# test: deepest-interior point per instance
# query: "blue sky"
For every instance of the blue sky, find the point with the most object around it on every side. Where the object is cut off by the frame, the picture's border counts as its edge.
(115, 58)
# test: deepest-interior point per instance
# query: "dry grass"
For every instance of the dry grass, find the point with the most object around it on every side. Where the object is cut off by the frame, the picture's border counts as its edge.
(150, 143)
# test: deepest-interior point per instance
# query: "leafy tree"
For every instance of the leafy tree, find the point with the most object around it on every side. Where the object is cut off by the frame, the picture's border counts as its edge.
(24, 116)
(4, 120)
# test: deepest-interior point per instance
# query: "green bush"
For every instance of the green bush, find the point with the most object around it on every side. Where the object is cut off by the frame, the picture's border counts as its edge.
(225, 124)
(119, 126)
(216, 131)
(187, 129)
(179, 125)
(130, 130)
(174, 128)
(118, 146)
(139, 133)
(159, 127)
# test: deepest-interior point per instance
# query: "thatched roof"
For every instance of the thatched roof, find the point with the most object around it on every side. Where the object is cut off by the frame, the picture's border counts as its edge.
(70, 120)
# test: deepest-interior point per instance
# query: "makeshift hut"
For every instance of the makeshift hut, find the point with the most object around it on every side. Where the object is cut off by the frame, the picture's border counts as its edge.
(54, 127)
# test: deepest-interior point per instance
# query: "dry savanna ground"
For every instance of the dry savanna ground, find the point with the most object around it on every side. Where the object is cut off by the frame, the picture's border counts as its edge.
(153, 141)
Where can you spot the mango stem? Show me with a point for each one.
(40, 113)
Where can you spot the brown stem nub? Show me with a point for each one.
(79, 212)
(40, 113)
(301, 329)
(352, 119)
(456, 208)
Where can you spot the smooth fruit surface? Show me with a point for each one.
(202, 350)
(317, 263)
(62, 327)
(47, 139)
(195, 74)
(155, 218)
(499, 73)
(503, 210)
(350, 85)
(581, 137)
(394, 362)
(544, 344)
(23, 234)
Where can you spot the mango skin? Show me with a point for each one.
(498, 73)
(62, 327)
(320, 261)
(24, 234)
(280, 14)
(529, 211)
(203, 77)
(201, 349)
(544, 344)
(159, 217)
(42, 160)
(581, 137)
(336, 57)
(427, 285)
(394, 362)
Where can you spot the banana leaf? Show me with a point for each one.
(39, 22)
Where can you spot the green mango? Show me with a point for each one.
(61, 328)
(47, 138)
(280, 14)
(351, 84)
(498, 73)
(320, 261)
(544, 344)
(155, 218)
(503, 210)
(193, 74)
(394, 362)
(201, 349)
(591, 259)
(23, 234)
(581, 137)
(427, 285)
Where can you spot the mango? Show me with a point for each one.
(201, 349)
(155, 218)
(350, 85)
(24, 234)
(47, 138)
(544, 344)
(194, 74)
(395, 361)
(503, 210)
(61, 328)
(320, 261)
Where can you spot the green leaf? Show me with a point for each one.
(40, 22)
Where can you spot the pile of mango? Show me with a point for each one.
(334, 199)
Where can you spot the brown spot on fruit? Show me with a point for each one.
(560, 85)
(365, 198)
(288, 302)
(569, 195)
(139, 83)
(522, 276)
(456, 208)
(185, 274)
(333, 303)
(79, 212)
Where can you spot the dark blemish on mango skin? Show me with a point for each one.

========

▶ _WHAT IS REQUIRED_
Would you reproduce every record above exactly as it appears?

▶ _REPLY TO THE TASK_
# test: deepest-interior point per instance
# query: "blue sky"
For every instance of the blue sky, find the point with the most object around it on every side. Where the object is cut off by the frame, the picture's border counts as its edge.
(115, 58)
# test: deepest-interior point per instance
# query: "dry grass"
For every instance of the dry grass, find the point with the most object around it on every side. Where the object is cut off by the frame, the picture's border counts as its edge.
(150, 143)
# test: deepest-interior point per instance
# query: "leafy tree"
For every instance of the leafy tree, find the point with the most object around it on every side. Where the object is cut off by the frame, the picture's border counts as its edge.
(24, 116)
(4, 120)
# test: deepest-interior point per instance
# query: "green bush"
For every instance of the green bush, find the point with the most object around it on every side. Where the object is cut off by the frame, the picture's border counts as its edge.
(225, 124)
(119, 126)
(216, 131)
(187, 129)
(179, 125)
(130, 130)
(174, 128)
(118, 146)
(139, 133)
(159, 127)
# test: deepest-interior point per instance
# query: "thatched roof"
For every instance of the thatched roof, find the point with the most object around it on every side. Where the object is cut off by the frame, the picture's border counts as its edge.
(70, 120)
# test: deepest-interior point per instance
# query: "makeshift hut"
For every instance of the makeshift hut, find the point with the most object around it on every side. Where the object is cut off by the frame, the picture's border counts as its edge.
(54, 127)
# test: deepest-interior point per instance
# query: "dry savanna ground"
For every instance of the dry savanna ground, find the point with the most object around it on every side. Where the object is cut off by the frame, the picture's border counts as its edge.
(153, 141)
Where can you spot the mango stem? Show me with a point for each one.
(40, 113)
Where can you spot the brown stem nub? Show me with a point for each one.
(79, 212)
(40, 113)
(301, 329)
(352, 119)
(456, 208)
Where can you spot the smooth fruit surface? Show me with a point for each one.
(202, 350)
(317, 263)
(62, 327)
(47, 139)
(195, 74)
(155, 218)
(499, 73)
(503, 210)
(350, 85)
(581, 137)
(394, 362)
(544, 344)
(23, 234)
Where can you spot the mango skin? Show me with a point for each one.
(498, 73)
(62, 327)
(320, 261)
(24, 234)
(280, 14)
(529, 211)
(203, 77)
(201, 349)
(544, 344)
(159, 217)
(42, 160)
(581, 137)
(336, 57)
(427, 285)
(394, 362)
Where can you spot the banana leaf? Show me with a point for each one.
(39, 22)
Where can you spot the green mango? Show me with a point for each one.
(61, 328)
(47, 138)
(280, 14)
(351, 84)
(498, 73)
(320, 261)
(544, 344)
(155, 218)
(503, 210)
(193, 74)
(394, 362)
(201, 349)
(591, 259)
(23, 234)
(581, 137)
(427, 285)
Where can you spot the mango? Show me with a point for each one.
(201, 349)
(155, 218)
(350, 85)
(24, 234)
(47, 138)
(544, 344)
(194, 74)
(395, 361)
(503, 210)
(61, 328)
(320, 261)
Where can you spot the green leaf? Show me with a point for each one.
(40, 22)
Where can you spot the pile of mango? Show me with a point for each one.
(334, 199)
Where can you spot the brown spot on fruit? Show me with a point for each one.
(560, 85)
(365, 198)
(288, 302)
(569, 195)
(139, 83)
(522, 276)
(456, 208)
(185, 274)
(333, 303)
(79, 212)
Where can you spot the dark blemish on mango skin? Show me with a point for each one.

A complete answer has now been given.